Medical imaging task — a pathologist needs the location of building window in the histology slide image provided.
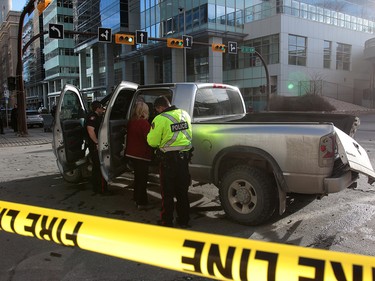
[323,41,332,68]
[336,43,352,70]
[288,35,307,66]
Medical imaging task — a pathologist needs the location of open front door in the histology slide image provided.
[99,81,138,182]
[52,85,86,178]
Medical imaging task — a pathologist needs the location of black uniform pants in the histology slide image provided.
[160,152,191,224]
[132,158,149,205]
[89,146,108,193]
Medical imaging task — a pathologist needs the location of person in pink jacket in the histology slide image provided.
[125,101,152,210]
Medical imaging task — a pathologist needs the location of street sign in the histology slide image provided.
[228,41,237,54]
[48,23,64,39]
[182,35,193,49]
[135,30,148,44]
[98,27,112,43]
[241,47,255,54]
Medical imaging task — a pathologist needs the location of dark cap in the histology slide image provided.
[154,96,171,107]
[91,100,103,111]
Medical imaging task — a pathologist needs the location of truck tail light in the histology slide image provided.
[319,133,336,167]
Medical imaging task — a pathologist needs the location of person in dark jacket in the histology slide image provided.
[86,101,110,195]
[125,101,152,210]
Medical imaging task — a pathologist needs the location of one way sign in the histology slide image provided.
[48,23,64,39]
[182,35,193,49]
[135,30,148,45]
[228,41,237,54]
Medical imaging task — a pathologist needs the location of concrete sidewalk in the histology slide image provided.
[0,128,52,148]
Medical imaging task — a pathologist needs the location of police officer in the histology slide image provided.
[86,101,109,195]
[147,96,192,228]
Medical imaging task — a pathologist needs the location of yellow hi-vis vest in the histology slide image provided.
[147,109,192,152]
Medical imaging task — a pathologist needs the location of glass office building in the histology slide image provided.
[65,0,375,110]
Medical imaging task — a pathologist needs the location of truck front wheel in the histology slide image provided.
[219,166,278,225]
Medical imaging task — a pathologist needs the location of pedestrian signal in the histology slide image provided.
[167,38,184,49]
[36,0,52,15]
[212,44,226,53]
[115,34,135,45]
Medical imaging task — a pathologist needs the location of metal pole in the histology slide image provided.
[255,51,271,111]
[178,7,187,82]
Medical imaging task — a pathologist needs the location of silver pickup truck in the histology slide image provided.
[53,82,375,225]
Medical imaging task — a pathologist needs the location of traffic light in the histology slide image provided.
[212,44,226,53]
[167,38,184,49]
[7,76,16,91]
[36,0,52,15]
[115,33,135,45]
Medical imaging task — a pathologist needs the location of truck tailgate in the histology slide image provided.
[335,127,375,184]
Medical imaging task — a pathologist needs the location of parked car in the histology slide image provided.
[26,110,44,128]
[52,81,375,225]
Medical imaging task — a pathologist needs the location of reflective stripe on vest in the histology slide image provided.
[160,110,192,152]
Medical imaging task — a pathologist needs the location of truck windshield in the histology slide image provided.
[194,88,244,117]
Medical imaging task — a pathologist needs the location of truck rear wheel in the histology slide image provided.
[56,160,82,183]
[219,166,278,225]
[62,168,82,183]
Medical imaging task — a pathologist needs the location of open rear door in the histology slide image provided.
[52,85,87,174]
[99,81,138,182]
[335,127,375,184]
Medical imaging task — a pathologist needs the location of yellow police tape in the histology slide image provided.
[0,198,375,281]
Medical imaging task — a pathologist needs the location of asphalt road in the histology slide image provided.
[0,115,375,281]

### WRITTEN INSTRUCTION
Could you rewrite all the rows above, changing "histology slide image" to "street photo" wherever it occurs and keeping everything else the same, with the pictures left out?

### OUTPUT OF THE EXERCISE
Medical imaging task — a pathologist needs the location of building window in the street photo provided.
[323,41,332,68]
[336,43,352,70]
[288,35,307,66]
Medical imaging task — a pathologist needs the location of open front door in the street photo provided.
[99,81,138,182]
[52,85,86,178]
Medical imaging task — a pathologist needs the location of black uniform pants in the street photo provided.
[160,152,191,224]
[132,158,149,205]
[89,146,108,193]
Medical imaging task — a pathologist needs the location of person in pink jacket in the street photo provided.
[125,101,152,210]
Medical imaging task — a pathologist needs the location of street sign in the street photo provided.
[228,41,237,54]
[48,23,64,39]
[182,35,193,49]
[135,30,148,44]
[98,27,112,43]
[241,47,255,54]
Medical imaging task — a pathologist needs the location of dark cap in the street photo provided.
[154,96,171,107]
[91,100,103,111]
Medical imaging task — a pathologist needs the location of truck tail light in the street photo provided.
[319,133,336,167]
Medical imaging task — a pathologist needs the location of person in dark jacket in the street photo provided.
[86,101,110,195]
[125,101,152,210]
Medical imaging task — a pathologist needs the location of one way sign in the street photo provided.
[48,23,64,39]
[182,35,193,49]
[135,30,148,45]
[228,41,237,54]
Medical imaging task — a pathologist needs the location of concrete sidewalk in the street photo provided.
[0,128,52,148]
Medical imaging task — a pathologist needs the location of police officer in the street photo provided.
[86,101,109,195]
[147,96,192,228]
Medical imaging task — a pathologist needs the location of yellow hi-vis vest in the street photo provided.
[147,109,192,152]
Medical imaging task — a pathologist needs the location of glass office building in the street photo provided.
[65,0,375,110]
Medical imaging task — a pathologist needs the location of truck front wheel in the street photo provided.
[219,166,278,225]
Medical imaging task — a pathologist needs the location of pedestrian signal in the street photo provided.
[167,38,184,49]
[36,0,52,15]
[212,44,226,53]
[115,34,135,45]
Medical imaging task — a pathologist needs the location of metal pole in the street photo provided.
[255,51,271,111]
[178,7,187,82]
Medical imaging task — a pathologist needs the location of silver pickup truck in the street photo provided.
[53,82,375,225]
Medical imaging task — a pathologist needs the location of traffic light in the street photo provided.
[212,44,226,53]
[167,38,184,49]
[7,76,16,91]
[36,0,52,15]
[115,33,135,45]
Medical imaging task — a pathologist needs the location of truck tailgate in the street photo provided.
[335,127,375,184]
Medical imaging task — a pathologist needs the location of parked car in the street photo provided.
[26,110,44,128]
[52,81,375,225]
Medical imaging task — a pathologist needs the location of reflective stripe on vest in the street photo provided.
[160,110,192,152]
Medical imaging task — a pathologist needs the location of truck windshield in the street photo provided.
[194,88,244,117]
Medical imaging task — a pathologist needs the location of truck rear wheel in the street photo provided.
[56,160,82,183]
[219,166,278,225]
[62,168,82,183]
Medical imaging task — a pathologist needs the location of open rear door in the street photo provided.
[52,85,87,174]
[99,81,138,182]
[335,127,375,184]
Medical imaging task — a pathologist needs the location of yellow police tape in the street photo provided.
[0,198,375,281]
Medical imaging task — a pathologist needs the location of asphalt road in the street photo provided.
[0,115,375,281]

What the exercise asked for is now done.